■ Excerpted data ■
■ ■ ■

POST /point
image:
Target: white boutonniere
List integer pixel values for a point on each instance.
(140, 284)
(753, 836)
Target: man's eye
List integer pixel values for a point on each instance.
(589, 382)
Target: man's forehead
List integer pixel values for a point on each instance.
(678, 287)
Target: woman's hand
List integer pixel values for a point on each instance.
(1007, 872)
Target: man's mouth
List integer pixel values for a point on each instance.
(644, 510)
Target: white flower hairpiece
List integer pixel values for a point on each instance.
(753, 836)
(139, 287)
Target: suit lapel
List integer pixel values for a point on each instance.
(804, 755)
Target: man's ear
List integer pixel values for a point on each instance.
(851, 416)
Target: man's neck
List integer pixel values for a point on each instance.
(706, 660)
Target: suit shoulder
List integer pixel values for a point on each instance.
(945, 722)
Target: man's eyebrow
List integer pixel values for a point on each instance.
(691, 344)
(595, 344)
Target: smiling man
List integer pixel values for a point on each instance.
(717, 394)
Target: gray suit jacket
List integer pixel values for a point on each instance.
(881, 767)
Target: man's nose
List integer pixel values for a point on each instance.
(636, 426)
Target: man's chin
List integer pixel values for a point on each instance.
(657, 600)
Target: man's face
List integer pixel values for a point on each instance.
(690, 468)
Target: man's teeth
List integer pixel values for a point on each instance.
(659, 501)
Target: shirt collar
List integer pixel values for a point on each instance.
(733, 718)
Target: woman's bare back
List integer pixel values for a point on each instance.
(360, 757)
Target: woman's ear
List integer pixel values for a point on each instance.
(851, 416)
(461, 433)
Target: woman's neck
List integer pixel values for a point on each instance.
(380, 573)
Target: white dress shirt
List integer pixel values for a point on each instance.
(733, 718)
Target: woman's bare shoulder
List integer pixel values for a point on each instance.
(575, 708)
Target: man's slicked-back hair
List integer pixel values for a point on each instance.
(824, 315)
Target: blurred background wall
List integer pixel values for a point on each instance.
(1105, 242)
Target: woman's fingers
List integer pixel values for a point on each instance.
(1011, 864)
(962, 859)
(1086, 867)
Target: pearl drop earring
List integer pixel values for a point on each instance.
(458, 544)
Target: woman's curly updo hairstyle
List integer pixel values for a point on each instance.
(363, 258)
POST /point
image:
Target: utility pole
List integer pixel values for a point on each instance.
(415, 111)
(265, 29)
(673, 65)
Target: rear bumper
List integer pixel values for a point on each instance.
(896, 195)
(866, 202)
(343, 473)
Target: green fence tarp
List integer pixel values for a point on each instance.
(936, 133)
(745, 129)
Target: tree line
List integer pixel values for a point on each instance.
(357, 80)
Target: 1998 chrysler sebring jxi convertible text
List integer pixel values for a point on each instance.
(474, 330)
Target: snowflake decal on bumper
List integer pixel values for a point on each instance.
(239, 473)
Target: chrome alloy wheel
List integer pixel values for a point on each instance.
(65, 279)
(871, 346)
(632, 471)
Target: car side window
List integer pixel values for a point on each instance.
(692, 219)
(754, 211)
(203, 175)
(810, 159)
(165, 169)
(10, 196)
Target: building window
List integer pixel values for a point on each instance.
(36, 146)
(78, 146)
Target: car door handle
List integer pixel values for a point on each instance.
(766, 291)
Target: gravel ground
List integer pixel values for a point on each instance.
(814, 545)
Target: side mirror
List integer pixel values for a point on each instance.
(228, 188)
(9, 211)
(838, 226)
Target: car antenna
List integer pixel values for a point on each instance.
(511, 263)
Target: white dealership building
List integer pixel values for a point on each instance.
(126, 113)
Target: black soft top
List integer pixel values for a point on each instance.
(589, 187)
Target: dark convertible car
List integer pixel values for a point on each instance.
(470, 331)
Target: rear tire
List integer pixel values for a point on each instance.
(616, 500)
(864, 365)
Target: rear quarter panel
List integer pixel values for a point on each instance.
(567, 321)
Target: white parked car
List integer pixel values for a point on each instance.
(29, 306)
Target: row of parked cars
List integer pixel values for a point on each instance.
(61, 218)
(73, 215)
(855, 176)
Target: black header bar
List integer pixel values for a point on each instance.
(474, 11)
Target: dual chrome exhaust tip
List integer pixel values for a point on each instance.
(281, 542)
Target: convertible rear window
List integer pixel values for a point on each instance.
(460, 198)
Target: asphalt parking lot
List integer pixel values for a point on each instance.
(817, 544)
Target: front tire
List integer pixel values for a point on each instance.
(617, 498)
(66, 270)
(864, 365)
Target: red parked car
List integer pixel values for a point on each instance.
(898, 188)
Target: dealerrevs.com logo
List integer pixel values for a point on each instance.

■ ■ ■

■ Aim of the exercise ■
Every line from the one containing "Target: chrome alloy wheel" through the last line of the entries must be written out verbatim, and no other line.

■ Answer for this exercise ■
Target: chrome alloy wheel
List integer pixel values for a point on each instance.
(65, 279)
(871, 346)
(632, 471)
Target: car side window
List integer pixel values for a point on each instance.
(692, 219)
(754, 211)
(203, 175)
(810, 159)
(165, 169)
(10, 196)
Target: building window
List integer pixel values for a point on each instance.
(36, 146)
(78, 146)
Target: car door handle
List integer pixel values for a point on each instance.
(766, 291)
Target: gravel ground
List integer pixel values for a point on each instance.
(814, 545)
Target: side mirror
List integer pixel values for a point on each instance.
(228, 188)
(9, 211)
(838, 226)
Target: car antenna
List integer pixel values for a point on each instance.
(511, 263)
Target: white dealership building
List integer pixel values for a point on each instance.
(126, 113)
Target: black soft top
List integer pixel values for a point on each instance.
(589, 187)
Target: dark convertible car
List integer pixel values for a point on each instance.
(470, 331)
Target: rear tire
List integer pixel values for a point on each instance.
(616, 500)
(864, 365)
Target: rear quarter panel
List integer pixel values for a point on each instance.
(567, 321)
Target: white parked car
List integer pixel values for a point on each instance.
(29, 306)
Target: row of parked cars
List integer pixel values for a point on each instance.
(61, 218)
(73, 215)
(855, 176)
Target: black header bar
List integer pixel values for a point on each instance.
(474, 11)
Target: dual chrome exhaust tip
List integer pixel values for a point on each instance.
(281, 542)
Target: convertible rear window
List integer pixel values for a point on each instance.
(460, 198)
Target: asphalt parking lot
List integer pixel values for a point on each instance.
(817, 544)
Target: front tire
List integer pixel values for a point on each instance.
(617, 498)
(66, 270)
(864, 365)
Target: red parked car
List integer pixel values for a point on each instance.
(898, 188)
Target: dealerrevs.com logo
List integer pixel values for a point on each instance.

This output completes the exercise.